* List of tasks
1: Using the inspection reports below, decide whether each statement agrees with the text. Answer yes or no for each, and quote the deciding words. (a) Mold was seen building up on the side of the ice machine at Subway Sandwiches, 540 Reynolds. (b) The dishwasher at the YMCA Child Development Center must dispense chlorine at 200 ppm. (c) Cafe Lourdes was told that all open and prepared food has a 7-day discard date.
2: List every establishment in the inspection reports below whose address is on Reynolds, with its street number.

Recently released inspection reports of Lucas County food-service operations.
Subway Sandwiches, 540 Reynolds, inspected Feb. 22. Ice machine due for cleaning and sanitizing (use 200 ppm quat sanitizer). Observed mold build up on the side. Auto sanitizer dispenser not working; hand mix until repaired. Inspector: Mike Brady.
Reynolds Garden Cafe, 1245 Reynolds, inspected Feb. 4. Observed inadequate hot water (takes too long to reach faucet). Insulate or solve. Observed pooling water on clean-dish side. Raise drain board to eliminate pooling water. Thermometer needed in small one-door, reach-in prep top cooler. Inspector: Brady.
James O’Grady Activity Center, 5522 Dorr, inspected Feb. 15. No sanitizer available. Sanitizer must be available at all times for the 3-compartment sink and to make wiping cloth buckets. Provide an approved sanitizer for the sink and wiping cloth buckets. Regular chlorine bleach can be used as a sanitizer. Unlabeled chemical spray bottles observed on the counter next to the stove. All chemical spray bottles must be labeled to allow all employees to know what it contains. All chemicals must be stored in one area away from food, and food contact items to prevent cross contamination. Inspector: Brady.
Chinese Favorites, 4939 Dorr, inspected Feb. 17. Observed raw chicken stored above beef in reach-in freezer. To prevent potential cross contamination, follow food storage guidelines on hand out provided. Repeat violations. Inspector: Paul Bauman.
Mr. Gyros & More, 3833 Airport, inspected Feb. 18. No sanitizer bucket observed during inspection. This is a must throughout workday. Use 100 ppm plain chlorine. No hand towels available at hand sink. This is a must. Hand wash at least 20 seconds. Inspector: Brady.
YMCA Child Development Center, 5025 Glendale, inspected Feb. 10. Dishwasher is not dispensing chlorine. Must be 55-100 ppm. Use 3- compartment sink put in 50-100 ppm chlorine or 200 ppm quat sanitizer until repaired. Inspector: Brady.
Steak & Shake, 2141 Reynolds, inspected Feb. 7. Front prep top cooler has some water on bottom. Repair. Do not store anything in standing water. Inspector: Brady.
Subway, 2121 Reynolds, inspected Feb. 8. Auto sanitizer dispensing unit not dispensing quat sanitizer properly. Must be 200 ppm. Hand mix until repaired. Inspector: Brady.
Cafe Lourdes, 6832 Convent, Sylvania, inspected Feb. 22. No date labeling observed on prepared food in the 1-door True cooler. All open and prepared food must have a date. There is a 7-day discard date for all open and prepared food. The day open/prepared is day one for a total of 7 days. No hand soap at the upstairs Cafe kitchen hand sink. All hand sinks must be stocked at all times with hand soap, paper towels and hot/cold running water (100 degrees) for proper hand washing to occur. Provide soap for this sink. Brady.

Source data:
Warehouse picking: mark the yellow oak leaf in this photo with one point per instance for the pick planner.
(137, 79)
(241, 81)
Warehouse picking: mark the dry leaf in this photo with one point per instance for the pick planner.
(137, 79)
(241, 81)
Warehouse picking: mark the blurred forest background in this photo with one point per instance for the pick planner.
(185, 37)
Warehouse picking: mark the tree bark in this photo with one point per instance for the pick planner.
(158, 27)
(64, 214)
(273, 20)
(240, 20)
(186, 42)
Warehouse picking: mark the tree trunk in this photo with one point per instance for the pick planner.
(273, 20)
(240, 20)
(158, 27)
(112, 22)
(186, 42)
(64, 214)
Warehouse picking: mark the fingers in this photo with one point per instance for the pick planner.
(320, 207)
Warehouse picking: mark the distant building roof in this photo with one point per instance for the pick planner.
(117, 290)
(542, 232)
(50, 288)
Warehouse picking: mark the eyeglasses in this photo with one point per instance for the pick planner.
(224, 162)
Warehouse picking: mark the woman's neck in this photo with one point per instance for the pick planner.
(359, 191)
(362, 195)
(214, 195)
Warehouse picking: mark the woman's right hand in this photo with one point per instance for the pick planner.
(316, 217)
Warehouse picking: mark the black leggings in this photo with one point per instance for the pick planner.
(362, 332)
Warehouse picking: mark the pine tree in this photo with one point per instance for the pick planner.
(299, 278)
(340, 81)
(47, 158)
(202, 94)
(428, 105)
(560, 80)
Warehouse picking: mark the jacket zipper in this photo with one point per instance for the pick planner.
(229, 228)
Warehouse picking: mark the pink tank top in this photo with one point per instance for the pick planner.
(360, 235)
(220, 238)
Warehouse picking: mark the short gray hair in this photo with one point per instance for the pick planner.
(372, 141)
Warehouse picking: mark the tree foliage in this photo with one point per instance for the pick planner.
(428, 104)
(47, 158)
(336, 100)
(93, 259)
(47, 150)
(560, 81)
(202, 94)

* Task answers
1:
(a) Yes: "Observed mold build up on the side."
(b) No: "Must be 55-100 ppm."
(c) Yes: "There is a 7-day discard date for all open and prepared food."

2:
Subway Sandwiches, 540 Reynolds
Reynolds Garden Cafe, 1245 Reynolds
Steak & Shake, 2141 Reynolds
Subway, 2121 Reynolds